# Exercise aim
Rewrite only the rows from the line with "Target: black combat boot" up to and including the last row, requests included, and shift every coordinate in the answers by adding 53 to each number.

# Data supplied
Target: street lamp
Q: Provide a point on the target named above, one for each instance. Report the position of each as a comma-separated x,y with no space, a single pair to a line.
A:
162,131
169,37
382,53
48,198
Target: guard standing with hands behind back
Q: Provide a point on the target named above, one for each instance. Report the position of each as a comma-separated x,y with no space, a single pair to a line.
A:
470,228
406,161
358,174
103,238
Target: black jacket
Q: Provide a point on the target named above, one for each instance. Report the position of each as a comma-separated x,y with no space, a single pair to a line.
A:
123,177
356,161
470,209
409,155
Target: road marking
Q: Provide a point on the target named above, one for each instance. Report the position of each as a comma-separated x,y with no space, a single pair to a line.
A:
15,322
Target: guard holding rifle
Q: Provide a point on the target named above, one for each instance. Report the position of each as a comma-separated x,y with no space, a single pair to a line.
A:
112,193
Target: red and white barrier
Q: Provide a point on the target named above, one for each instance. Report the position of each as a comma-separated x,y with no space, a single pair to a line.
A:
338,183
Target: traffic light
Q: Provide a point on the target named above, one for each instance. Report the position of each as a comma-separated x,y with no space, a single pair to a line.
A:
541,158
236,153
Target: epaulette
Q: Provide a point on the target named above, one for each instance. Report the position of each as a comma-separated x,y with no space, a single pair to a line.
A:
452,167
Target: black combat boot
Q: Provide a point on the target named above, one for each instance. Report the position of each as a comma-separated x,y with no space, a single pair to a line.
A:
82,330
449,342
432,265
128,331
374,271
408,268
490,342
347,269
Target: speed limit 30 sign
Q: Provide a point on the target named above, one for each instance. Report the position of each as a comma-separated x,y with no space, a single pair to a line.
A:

# Result of the task
Target: black combat boot
Q: Provide a point on the target named above, one for each instance. Report the position of each as a comma-separated x,y with no space, a single pair to a line.
A:
135,383
502,395
485,318
181,384
427,324
461,321
543,395
400,322
Target: speed limit 30 sign
Q: Provide a point on the target named above, one for each instance. Report the position of each as a comma-separated x,y with no space, a single pair to a line.
A:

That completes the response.